• Source text:
————
The prior age limit had been unchanged since 1986, and with increased life expectancy and longer working years, lawmakers decided it was prudent to allow savers to let their accounts build up larger balances. Neal and Brady’s new bill would boost the so-called RMD another three years, to 75.
Another provision in the 2019 law relaxed rules for small companies to band together to form multiple employer plans even if they don’t share a common industry. The American Council of Life Insurers estimated that those incentives would bring access to a workplace plan to 600,000 to 700,000 workers initially. The new bill expands an existing tax credit and adds a new one to defray the startup costs for small businesses launching new plans.
Many of the provisions in what the authors have dubbed “Retirement 2.0” draw heavily from two sources: a package Neal introduced in the 115th Congress and a current bill backed by Sens. Rob Portman, R-Ohio, and Benjamin L. Cardin, D-Md. The Portman-Cardin bill, as it is known, was first introduced in the 115th Congress.
Portman said in a statement that the Neal-Brady package would “build upon the success” of last year’s legislation. “Many of the provisions in this legislation have been under consideration by the Senate for years,” Portman said. “I’m particularly pleased that this legislation includes provisions I’ve championed with Sen. Cardin to help Americans take the first step towards their retirement.”
One thing the new bill will not include is Neal’s favored retirement savings solution, a group of provisions centered on a mandate for businesses with more than 10 employees to offer a workplace retirement savings plan.
The ACLI, which backs Neal’s proposal, estimates that the mandate would add 22 million Americans to workplace plans. Lobbyists following retirement issues say they expect Neal to pursue that legislation next year if Democratic presidential nominee Joe Biden wins the White House.
————
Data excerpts
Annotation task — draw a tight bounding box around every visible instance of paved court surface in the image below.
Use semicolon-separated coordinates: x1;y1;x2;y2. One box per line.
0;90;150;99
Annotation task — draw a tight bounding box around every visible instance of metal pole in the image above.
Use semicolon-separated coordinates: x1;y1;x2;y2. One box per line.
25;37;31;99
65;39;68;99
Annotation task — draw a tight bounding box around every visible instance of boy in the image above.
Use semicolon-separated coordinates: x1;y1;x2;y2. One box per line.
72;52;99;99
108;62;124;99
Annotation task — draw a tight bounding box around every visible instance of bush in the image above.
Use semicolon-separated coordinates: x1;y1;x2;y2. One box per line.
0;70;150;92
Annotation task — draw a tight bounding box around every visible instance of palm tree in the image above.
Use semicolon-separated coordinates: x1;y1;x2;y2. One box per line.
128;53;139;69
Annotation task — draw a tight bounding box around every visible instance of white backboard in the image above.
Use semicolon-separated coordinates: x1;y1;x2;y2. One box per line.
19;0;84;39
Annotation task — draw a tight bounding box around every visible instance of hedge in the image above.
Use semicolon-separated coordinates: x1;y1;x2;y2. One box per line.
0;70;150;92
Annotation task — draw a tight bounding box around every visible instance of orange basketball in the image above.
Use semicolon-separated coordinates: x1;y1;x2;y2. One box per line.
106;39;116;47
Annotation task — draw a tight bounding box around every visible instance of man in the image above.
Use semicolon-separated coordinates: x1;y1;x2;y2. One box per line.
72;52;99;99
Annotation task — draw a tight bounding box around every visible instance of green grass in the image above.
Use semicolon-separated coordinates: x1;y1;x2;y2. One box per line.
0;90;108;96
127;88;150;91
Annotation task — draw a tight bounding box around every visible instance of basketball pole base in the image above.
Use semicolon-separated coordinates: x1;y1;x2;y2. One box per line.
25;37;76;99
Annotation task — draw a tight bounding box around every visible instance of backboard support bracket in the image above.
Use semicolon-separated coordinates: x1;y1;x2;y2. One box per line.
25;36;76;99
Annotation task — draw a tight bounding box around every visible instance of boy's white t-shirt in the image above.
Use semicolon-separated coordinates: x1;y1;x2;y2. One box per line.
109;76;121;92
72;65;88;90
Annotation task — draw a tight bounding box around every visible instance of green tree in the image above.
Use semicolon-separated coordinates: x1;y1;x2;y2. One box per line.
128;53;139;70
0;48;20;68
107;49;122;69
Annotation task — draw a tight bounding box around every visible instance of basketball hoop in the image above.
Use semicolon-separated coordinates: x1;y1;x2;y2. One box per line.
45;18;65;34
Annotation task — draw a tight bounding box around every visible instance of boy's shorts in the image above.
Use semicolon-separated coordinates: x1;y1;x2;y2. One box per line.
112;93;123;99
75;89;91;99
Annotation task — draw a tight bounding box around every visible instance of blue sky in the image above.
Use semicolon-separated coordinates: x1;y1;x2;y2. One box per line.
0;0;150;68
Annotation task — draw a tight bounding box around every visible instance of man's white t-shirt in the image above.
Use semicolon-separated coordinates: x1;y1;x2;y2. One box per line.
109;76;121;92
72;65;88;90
————
• Exercise 1: Swap "mandate" for "requirement" in the retirement bill article and write that part out, beginning at "One thing the" and stopping after "retirement savings plan.".
• Exercise 2: Pick up the retirement bill article after its last sentence and keep writing.

• Response area 1:
One thing the new bill will not include is Neal’s favored retirement savings solution, a group of provisions centered on a requirement for businesses with more than 10 employees to offer a workplace retirement savings plan.

• Response area 2:
Even without that provision, ACLI was quick to endorse the package introduced Tuesday. The proposal “reflects many important bipartisan priorities, and we look forward to continuing to work with them to strengthen Americans’ financial footing,” ACLI CEO Susan Neely said in a statement.
The bill’s expansion of the so-called saver’s credit offers a meaningful incentive for lower-income households struggling to build nest eggs.
Neal and Brady are proposing a flat 50 percent credit, capped at $1,500, for retirement plan contributions. Currently, the credit tops out at $1,000 and is tiered based on income thresholds that max out at $32,500 for individuals and $65,000 for married couples filing jointly in 2020.
The full 50 percent credit under the Neal-Brady bill would be available to all eligible households, including single filers earning up to $40,000 annually and joint filers making up to $80,000; the credit would phase out completely at $60,000 and $100,000 in income, respectively.
Other provisions in the bill would:
- Allow employers who offer 403(b) plans, which cater to public school teachers and tax-exempt organizations, to band together to share costs.
- Permit small employers who join a multiple employer plan to get startup cost tax credits for three years, fixing a glitch that would limit a small employer to only one year of tax credits if it joined a so-called MEP that was 2 years old.
- Allow certain 403(b) plans to invest in collective investment trusts in which plans pool their money to better diversify their portfolios.
- Provide a tax credit to small employers if they make newly hired spouses of military members eligible for retirement plan participation within two months, make them eligible for matching contributions available for those with two years of work, and ensure they are 100 percent vested in the plan immediately.
- Allow employers to provide small immediate incentives, such as gift cards, to encourage employees to contribute to their 401(k) plan.